# WHAT TO DO:
Return exactly those lines of the material below that fall between the line holding "Practice. Identify the stacked" and the line holding "Practice. Identify the blurred", inclusive.

# PROVIDED RECORDS:
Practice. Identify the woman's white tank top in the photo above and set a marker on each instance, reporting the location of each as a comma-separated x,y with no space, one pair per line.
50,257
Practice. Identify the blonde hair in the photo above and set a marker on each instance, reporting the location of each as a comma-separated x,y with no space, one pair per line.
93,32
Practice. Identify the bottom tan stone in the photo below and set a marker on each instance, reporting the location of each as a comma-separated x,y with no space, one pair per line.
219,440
...
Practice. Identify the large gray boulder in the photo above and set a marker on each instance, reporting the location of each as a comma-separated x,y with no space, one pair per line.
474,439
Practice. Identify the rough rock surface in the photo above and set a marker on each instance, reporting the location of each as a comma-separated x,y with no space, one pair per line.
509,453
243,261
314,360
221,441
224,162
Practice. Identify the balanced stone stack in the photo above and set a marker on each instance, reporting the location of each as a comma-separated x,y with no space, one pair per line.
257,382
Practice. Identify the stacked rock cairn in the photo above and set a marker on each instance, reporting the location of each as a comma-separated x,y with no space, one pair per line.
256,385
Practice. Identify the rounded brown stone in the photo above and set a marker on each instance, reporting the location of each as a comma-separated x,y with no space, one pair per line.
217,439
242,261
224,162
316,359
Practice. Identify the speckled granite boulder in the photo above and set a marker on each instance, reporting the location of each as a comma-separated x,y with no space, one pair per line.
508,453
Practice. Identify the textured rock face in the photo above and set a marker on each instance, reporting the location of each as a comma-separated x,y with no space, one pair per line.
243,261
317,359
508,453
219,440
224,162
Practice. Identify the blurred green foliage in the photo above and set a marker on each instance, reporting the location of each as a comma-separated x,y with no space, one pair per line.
---
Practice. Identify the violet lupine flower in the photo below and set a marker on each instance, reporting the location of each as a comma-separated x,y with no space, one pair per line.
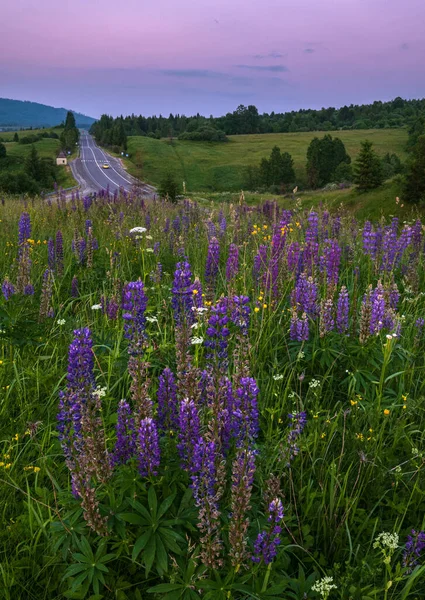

# SOLUTION FOR THIS EXERCISE:
Practice. Identify the stacked rock cairn in the photo above and set a marker on each instance, reporting the location of each as a comma-separated x,y with no space, one pair per line.
256,385
Practice. Identify the rounded brown stone in the photo above and set a marker on each instance, reporting the location of each as a comma-separated x,y with no space, one pair per line.
217,439
242,261
224,162
316,359
Practice. Identify the speckled granite boulder in the photo above and set a marker on each instance, reporting the location of each as a comma-separated x,y with no space, one pair per line.
508,453
Practice. Identify the textured rock face in the photo above and set a marker on each instance, reporting the location of each as a comma-separated x,y with no space, one pair per line.
243,261
317,359
508,453
219,440
224,162
Practice. Identify the blurred green foliage in the photo above and set a marker on each instance, reporting the location of each as a comma-separated x,y with no space, one pair per line.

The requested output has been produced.